WHAT TO DO -> Keep only the lines in the data below that contain the word "target", and copy them out.

Data pulled from a collection
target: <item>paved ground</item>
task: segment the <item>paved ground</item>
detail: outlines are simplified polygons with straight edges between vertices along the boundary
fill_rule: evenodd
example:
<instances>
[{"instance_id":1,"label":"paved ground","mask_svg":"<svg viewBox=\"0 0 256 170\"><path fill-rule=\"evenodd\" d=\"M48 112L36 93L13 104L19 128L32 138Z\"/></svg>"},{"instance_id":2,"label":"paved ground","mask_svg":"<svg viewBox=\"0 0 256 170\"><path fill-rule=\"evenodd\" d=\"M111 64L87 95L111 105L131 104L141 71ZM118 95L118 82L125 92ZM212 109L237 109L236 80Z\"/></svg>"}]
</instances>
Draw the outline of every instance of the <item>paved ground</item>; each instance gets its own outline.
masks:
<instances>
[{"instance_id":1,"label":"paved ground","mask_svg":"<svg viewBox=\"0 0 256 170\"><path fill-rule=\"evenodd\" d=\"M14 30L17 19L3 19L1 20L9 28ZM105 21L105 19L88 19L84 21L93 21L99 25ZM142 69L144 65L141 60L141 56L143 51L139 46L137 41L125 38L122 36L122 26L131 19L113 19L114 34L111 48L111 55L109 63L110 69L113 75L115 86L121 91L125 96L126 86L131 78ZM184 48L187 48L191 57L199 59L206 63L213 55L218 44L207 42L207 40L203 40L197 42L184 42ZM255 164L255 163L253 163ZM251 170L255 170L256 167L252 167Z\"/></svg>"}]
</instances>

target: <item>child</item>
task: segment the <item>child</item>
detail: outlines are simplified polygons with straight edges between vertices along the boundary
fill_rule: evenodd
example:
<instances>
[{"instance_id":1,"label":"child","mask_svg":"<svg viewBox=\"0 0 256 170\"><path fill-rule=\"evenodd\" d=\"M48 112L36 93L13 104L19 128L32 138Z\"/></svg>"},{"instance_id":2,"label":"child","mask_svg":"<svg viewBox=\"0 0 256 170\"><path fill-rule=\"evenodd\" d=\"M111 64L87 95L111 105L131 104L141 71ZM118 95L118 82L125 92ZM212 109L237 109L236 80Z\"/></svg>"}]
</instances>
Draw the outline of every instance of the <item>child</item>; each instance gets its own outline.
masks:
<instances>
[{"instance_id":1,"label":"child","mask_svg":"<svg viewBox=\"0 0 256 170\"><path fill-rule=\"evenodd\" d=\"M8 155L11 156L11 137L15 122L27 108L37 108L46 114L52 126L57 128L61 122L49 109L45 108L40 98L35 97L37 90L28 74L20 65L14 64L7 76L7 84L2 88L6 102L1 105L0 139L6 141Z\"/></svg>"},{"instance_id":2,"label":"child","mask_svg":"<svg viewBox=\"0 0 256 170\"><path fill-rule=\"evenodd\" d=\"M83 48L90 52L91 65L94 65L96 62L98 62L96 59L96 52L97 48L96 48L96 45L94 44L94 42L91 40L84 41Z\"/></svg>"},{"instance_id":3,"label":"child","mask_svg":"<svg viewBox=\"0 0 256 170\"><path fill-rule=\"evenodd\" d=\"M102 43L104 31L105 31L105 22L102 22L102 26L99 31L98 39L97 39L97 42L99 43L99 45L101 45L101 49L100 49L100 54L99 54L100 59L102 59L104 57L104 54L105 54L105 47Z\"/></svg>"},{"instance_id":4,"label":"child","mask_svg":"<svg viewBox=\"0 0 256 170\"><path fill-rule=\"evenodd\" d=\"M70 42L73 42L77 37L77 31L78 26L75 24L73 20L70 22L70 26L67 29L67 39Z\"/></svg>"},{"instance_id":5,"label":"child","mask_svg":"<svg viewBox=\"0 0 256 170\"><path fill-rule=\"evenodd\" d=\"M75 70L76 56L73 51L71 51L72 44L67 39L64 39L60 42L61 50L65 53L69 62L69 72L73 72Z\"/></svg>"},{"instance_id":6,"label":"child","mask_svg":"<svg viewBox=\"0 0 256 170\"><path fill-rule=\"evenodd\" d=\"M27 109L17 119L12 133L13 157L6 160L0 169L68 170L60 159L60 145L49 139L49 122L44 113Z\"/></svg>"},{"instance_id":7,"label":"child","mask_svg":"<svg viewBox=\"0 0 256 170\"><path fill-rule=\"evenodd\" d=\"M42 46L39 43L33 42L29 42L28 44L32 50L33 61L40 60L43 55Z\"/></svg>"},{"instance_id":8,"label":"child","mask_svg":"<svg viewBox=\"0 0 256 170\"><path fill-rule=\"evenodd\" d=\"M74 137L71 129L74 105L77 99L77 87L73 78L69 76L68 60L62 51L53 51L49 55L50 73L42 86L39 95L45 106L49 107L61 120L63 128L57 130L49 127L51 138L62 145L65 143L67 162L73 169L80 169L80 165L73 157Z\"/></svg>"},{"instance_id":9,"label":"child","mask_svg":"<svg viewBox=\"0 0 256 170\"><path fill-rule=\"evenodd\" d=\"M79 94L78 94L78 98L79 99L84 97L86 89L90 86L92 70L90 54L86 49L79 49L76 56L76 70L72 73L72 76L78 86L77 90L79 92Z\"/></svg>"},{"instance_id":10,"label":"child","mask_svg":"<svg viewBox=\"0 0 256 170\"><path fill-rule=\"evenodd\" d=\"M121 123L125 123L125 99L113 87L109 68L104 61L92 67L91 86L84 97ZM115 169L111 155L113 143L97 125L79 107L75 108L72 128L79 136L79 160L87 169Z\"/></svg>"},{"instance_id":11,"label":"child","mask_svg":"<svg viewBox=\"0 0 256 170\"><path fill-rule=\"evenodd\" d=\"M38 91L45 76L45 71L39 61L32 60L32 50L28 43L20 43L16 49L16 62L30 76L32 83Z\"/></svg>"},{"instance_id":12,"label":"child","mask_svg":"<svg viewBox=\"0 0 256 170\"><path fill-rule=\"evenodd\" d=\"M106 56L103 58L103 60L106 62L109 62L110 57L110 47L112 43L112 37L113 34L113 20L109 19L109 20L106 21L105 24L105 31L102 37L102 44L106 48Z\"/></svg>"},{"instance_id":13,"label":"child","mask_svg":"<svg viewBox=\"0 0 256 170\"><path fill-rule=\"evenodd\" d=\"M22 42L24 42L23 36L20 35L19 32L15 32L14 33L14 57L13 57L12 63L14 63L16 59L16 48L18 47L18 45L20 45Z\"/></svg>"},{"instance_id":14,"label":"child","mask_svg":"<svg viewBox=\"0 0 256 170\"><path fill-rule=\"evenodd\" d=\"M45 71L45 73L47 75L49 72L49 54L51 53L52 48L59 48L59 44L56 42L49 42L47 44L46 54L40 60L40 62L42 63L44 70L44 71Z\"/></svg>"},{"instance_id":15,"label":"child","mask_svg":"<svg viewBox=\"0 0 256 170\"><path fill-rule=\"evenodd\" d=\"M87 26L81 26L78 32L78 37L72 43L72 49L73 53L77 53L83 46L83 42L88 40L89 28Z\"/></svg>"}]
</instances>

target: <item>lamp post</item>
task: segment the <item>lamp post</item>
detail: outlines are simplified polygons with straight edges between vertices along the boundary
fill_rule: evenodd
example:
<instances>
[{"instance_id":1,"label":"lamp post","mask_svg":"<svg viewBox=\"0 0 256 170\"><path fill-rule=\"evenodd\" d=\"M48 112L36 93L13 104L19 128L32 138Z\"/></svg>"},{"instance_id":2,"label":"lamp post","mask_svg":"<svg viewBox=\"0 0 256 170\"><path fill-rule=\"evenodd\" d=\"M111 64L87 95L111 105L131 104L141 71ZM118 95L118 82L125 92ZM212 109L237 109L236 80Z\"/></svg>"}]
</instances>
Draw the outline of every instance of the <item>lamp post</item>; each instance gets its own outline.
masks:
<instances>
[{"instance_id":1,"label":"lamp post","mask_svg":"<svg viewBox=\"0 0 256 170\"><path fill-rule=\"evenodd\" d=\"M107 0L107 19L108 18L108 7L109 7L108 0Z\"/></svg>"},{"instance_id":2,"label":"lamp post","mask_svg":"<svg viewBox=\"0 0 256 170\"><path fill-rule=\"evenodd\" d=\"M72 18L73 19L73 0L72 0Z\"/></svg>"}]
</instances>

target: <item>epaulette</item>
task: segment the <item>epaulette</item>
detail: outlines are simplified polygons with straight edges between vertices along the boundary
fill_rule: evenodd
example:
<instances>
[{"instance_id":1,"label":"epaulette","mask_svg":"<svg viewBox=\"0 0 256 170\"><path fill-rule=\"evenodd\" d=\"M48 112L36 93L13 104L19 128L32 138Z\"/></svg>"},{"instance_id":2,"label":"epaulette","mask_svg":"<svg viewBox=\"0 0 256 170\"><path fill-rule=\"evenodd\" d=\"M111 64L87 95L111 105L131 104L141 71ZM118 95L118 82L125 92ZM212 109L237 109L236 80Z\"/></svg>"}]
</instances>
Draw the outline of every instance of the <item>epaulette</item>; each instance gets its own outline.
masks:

FULL RESPONSE ->
target: <item>paved ground</item>
target: <item>child</item>
target: <item>lamp post</item>
target: <item>epaulette</item>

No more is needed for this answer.